Given data
──────
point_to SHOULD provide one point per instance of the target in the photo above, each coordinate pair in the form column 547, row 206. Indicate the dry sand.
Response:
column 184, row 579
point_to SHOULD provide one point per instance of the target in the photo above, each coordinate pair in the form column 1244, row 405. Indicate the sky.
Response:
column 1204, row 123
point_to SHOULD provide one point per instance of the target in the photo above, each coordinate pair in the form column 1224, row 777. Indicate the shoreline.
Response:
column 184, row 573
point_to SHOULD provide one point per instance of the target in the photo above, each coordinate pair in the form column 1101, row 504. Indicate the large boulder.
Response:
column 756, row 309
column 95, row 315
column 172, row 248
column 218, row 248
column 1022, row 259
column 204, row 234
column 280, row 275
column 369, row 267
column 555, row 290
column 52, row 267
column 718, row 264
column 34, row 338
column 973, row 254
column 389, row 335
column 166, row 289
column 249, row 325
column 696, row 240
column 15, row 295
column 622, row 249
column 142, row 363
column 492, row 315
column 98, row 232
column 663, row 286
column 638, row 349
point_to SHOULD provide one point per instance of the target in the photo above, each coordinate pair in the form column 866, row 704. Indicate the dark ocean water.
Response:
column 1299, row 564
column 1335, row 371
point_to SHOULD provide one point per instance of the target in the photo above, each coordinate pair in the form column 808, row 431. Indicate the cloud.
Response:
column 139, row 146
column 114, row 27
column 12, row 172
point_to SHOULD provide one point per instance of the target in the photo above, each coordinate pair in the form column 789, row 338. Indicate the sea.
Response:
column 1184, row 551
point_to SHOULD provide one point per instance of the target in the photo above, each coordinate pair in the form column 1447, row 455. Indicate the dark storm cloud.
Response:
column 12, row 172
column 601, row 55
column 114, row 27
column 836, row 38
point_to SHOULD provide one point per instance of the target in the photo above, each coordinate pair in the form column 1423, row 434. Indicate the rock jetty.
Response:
──────
Exercise aim
Look through the data and show every line containing "above".

Response box
point_to SHOULD provide one point per instance of the target in the photo above, each coordinate pair in the form column 547, row 206. Indicate the dry sand.
point_to SHOULD provide one point per instance of the target in the photo above, each coordinate pair in the form column 1244, row 405. Indicate the sky.
point_to SHOULD provide one point per instance of the target in the photo above, each coordinate pair in the form column 1224, row 777. Indicate the shoreline.
point_to SHOULD provide one point per instance of the target in the photo above, each coordinate pair in the form column 1101, row 504. Indicate the large boulder.
point_to SHOULD provide one point per instance of the target in the photo above, each coordinate pair in the form column 866, row 704. Indicate the dark ocean water.
point_to SHOULD provide one point per instance of the target in the photo above, each coordinate pair in the form column 808, row 431. Indicate the cloud.
point_to SHOULD provide one point per instance of the target in the photo above, each coordinate pair in the form column 789, row 338. Indicate the sea.
point_to SHOULD provide one point per instance of the target in the photo above, each coordinate pair in the form column 1447, row 455. Indicate the dark storm cloud.
point_to SHOULD provide one point per instance of the target in the photo above, each coordinate pair in the form column 1423, row 434. Indicate the rock jetty.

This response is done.